Selection:
--- --- ---
HR has been under fire in the media throughout recent years and has become a bit of a muddled term associated with an ‘old style’ of doing business. Encompassing all of the administrative parts of business from payroll to hiring, from staff retention to company culture, the job description of someone in HR is ever evolving as the priorities of businesses change.  

For startups in particular, who tend to focus heavily on company culture as a key incentive for new hires, an HR representative could be very important. Relying so heavily on company culture can be detrimental if an employee were to come along and not fit neatly into it. If an employee has an issue and is unable to turn to HR to solve it then this is when they could potentially turn to social media with their quarrels and have the ability to ruin a company’s reputation. It is in situations like this that having a dedicated HR representative is beneficial to help manage colleague disputes and ensure that company culture remains a selling point and not a social media scandal.  

Another potential benefit of having a dedicated and experienced HR individual in your small business is their capability to improve your hiring processes and ensure you are taking on the right people without any bias. Conducting effective interviews and hiring the right people early on in the life of a business is critical to success and therefore you could argue that hiring someone experienced in HR and the hiring process should come first before hiring anyone else.

But how small is too small to need someone dedicated to HR? And do you really need to make them your first real hire? If you have the budget to do so an early HR hire will never be detrimental to your business but if you’re very small, need to prioritize resources elsewhere or will be slow to grow then it may be worth considering an alternative approach such as HR outsourcing companies or HR software which will help you to fill in the gaps until you can build a department of your own. 

So the answer to the question as to whether startups and their employees need access to HR seems obvious – yes they do, whether this is done internally or through the use of an external agency or software is simply dependent on the size and budget of the business. Ones things for sure, if you prioritize revenue over people you will soon have neither, so despite what you have read about HR being a thing of the past the ideology behind it is as important as ever and should not be overlooked.
--- --- ---
Entries:
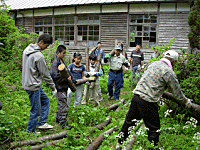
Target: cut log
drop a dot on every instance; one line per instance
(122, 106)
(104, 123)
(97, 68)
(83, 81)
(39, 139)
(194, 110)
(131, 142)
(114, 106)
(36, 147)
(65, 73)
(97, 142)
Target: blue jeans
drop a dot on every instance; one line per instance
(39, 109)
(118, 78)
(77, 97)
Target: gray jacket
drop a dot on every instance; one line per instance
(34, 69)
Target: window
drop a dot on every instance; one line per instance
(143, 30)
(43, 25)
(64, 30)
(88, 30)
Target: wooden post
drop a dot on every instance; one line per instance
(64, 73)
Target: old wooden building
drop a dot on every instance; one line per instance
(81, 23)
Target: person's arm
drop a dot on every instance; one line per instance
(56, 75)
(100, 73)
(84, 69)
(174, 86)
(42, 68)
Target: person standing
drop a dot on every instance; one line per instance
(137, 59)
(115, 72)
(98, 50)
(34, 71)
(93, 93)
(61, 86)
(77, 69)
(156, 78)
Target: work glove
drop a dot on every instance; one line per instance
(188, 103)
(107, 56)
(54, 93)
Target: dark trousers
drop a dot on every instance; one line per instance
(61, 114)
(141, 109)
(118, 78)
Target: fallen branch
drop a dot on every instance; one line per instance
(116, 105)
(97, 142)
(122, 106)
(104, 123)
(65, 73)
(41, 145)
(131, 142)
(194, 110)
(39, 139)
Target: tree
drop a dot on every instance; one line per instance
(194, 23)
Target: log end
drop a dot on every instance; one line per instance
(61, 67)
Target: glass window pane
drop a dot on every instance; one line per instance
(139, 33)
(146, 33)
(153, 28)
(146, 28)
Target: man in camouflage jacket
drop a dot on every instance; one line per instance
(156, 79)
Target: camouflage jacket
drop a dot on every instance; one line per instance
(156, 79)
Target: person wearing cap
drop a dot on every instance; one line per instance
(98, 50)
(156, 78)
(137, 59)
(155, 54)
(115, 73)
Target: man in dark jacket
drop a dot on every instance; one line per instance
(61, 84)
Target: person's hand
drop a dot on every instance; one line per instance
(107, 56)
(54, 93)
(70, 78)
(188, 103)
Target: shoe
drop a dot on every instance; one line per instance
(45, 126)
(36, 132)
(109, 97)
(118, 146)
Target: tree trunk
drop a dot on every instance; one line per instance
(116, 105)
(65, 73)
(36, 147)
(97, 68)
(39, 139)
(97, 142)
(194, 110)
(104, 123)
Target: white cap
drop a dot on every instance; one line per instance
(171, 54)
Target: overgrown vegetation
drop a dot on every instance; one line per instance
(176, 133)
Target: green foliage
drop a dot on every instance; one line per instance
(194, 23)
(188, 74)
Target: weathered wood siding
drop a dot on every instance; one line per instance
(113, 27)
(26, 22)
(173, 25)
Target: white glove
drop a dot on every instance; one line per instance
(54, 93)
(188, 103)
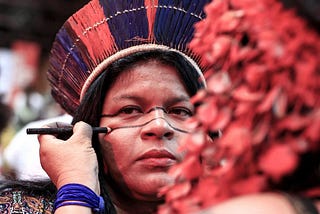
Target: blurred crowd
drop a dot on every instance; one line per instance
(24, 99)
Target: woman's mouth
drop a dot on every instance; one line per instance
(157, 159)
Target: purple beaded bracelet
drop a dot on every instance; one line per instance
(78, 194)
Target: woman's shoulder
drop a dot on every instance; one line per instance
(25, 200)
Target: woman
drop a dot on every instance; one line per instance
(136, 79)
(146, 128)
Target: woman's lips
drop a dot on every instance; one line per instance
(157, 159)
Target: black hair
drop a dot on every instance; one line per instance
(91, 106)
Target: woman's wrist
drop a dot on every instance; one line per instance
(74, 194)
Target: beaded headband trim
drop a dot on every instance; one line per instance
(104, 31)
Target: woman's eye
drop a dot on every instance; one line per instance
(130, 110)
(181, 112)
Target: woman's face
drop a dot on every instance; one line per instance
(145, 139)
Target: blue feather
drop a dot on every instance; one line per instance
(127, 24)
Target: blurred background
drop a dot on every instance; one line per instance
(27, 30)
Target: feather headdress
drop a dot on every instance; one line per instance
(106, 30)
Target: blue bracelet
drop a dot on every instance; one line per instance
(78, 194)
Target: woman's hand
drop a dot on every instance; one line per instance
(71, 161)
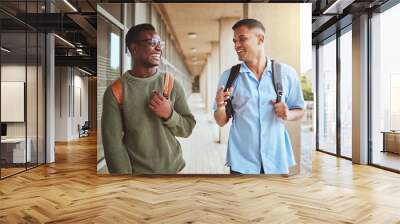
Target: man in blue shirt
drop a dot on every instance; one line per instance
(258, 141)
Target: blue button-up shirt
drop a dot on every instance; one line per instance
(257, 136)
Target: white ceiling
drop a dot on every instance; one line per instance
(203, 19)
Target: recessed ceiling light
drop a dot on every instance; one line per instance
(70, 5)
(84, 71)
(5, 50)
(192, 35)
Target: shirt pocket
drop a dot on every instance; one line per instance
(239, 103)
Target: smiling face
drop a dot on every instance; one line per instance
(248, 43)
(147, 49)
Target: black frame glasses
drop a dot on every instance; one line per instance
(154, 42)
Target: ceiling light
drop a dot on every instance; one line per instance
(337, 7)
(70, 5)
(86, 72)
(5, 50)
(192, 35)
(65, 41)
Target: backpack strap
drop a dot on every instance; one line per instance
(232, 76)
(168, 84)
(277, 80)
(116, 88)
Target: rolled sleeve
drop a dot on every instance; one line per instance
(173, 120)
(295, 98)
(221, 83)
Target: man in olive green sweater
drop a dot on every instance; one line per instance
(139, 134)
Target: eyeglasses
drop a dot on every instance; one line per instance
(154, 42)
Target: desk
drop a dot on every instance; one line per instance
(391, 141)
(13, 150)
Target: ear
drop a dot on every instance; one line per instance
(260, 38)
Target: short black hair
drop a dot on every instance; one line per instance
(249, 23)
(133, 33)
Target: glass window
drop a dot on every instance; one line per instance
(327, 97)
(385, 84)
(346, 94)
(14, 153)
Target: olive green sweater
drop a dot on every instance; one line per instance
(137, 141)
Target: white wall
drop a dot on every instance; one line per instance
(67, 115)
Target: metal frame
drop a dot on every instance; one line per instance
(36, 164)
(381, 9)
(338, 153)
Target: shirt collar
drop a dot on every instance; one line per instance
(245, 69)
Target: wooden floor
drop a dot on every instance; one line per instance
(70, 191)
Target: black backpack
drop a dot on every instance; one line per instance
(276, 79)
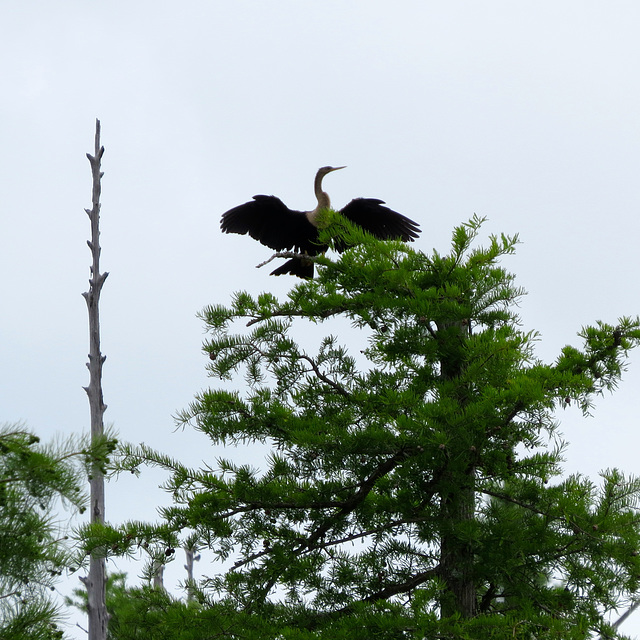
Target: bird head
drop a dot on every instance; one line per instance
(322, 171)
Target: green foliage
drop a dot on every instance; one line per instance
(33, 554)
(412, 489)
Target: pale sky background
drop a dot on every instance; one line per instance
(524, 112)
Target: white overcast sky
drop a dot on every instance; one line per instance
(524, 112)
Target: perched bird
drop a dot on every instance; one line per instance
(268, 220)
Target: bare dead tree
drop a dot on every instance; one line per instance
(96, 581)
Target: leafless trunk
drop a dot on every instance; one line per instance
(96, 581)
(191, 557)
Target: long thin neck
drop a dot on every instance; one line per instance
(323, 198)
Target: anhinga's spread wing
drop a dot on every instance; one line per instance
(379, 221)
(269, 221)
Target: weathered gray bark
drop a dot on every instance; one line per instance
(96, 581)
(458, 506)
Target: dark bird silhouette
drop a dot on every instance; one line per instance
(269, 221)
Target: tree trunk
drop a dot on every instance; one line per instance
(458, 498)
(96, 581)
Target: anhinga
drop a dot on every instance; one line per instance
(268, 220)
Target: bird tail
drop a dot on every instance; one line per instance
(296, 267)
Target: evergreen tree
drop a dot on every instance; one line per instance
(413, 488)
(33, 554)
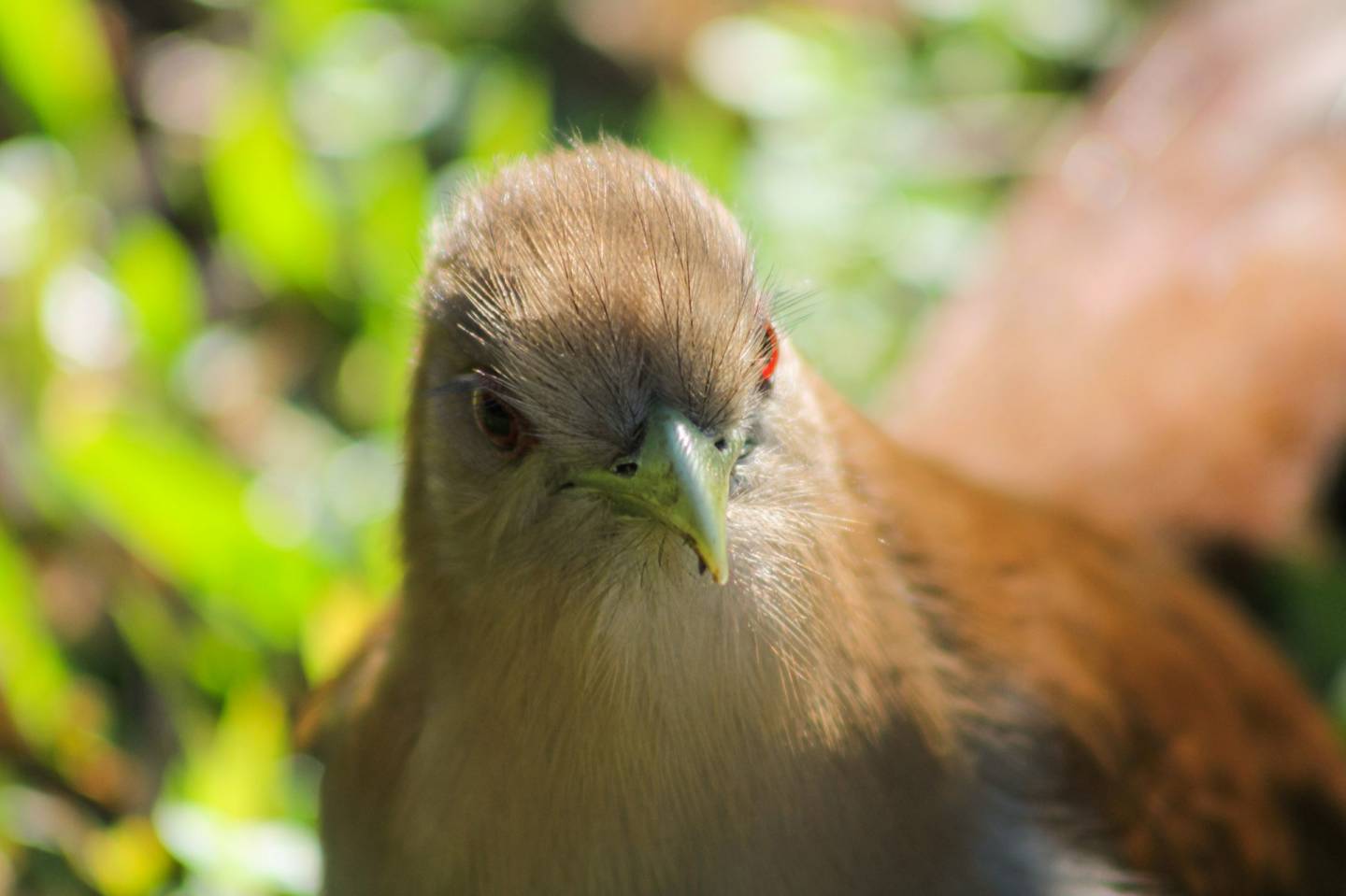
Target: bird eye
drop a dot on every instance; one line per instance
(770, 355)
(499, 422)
--- --- ---
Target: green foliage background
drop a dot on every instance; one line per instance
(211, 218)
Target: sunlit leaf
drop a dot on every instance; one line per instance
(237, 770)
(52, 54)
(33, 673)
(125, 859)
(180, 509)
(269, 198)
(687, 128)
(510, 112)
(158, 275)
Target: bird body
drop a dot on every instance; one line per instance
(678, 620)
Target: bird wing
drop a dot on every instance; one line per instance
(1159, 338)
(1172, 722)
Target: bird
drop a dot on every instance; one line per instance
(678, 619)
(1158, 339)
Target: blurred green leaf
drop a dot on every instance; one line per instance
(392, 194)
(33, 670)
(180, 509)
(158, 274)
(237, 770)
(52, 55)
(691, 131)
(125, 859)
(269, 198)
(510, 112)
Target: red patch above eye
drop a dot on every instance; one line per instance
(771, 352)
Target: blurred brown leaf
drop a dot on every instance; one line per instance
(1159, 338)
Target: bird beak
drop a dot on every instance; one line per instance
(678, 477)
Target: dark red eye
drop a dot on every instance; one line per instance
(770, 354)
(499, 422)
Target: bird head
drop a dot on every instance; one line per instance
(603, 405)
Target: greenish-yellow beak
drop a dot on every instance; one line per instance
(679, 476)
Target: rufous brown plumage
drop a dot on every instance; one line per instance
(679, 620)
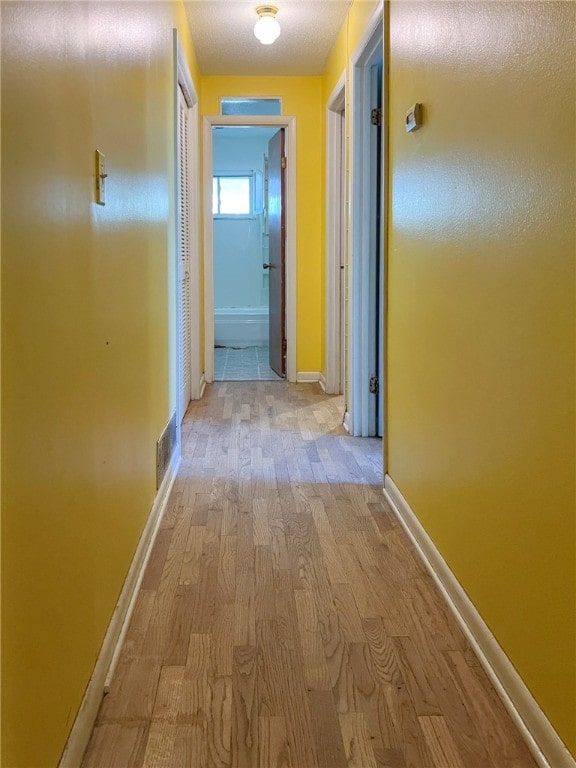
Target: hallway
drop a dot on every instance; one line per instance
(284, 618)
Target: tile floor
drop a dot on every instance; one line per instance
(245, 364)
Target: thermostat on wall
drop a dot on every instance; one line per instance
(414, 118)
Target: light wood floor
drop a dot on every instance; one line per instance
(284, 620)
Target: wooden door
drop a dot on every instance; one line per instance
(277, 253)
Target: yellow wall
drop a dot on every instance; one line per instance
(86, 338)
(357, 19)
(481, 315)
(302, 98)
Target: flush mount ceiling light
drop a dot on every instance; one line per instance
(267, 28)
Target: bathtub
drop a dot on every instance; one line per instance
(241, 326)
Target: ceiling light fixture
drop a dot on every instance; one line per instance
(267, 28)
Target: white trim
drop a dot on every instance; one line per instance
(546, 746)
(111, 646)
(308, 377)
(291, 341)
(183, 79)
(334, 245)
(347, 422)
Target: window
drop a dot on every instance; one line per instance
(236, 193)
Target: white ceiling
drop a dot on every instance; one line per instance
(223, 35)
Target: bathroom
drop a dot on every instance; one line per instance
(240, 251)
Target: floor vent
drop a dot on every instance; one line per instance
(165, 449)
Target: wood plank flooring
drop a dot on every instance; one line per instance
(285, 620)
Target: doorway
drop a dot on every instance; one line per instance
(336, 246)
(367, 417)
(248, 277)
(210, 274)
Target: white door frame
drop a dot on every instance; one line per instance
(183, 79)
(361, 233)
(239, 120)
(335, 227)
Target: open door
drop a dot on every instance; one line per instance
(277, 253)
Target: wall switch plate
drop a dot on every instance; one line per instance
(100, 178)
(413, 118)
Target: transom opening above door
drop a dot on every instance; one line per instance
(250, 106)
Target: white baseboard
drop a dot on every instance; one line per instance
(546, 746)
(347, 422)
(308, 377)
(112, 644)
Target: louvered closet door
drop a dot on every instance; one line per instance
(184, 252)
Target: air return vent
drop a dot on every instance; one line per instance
--- --- ---
Task description:
Condense the paragraph of the HR article above that begins "For startups in particular" into two or three sentences that keep its main facts.

Complete output:
Startups often rely heavily on company culture to attract new hires, so an HR representative can be very important to them. An employee who doesn't fit that culture and can't turn to HR with a problem may take their complaints to social media and damage the company's reputation. A dedicated HR representative helps manage colleague disputes and keeps company culture a selling point rather than a social media scandal.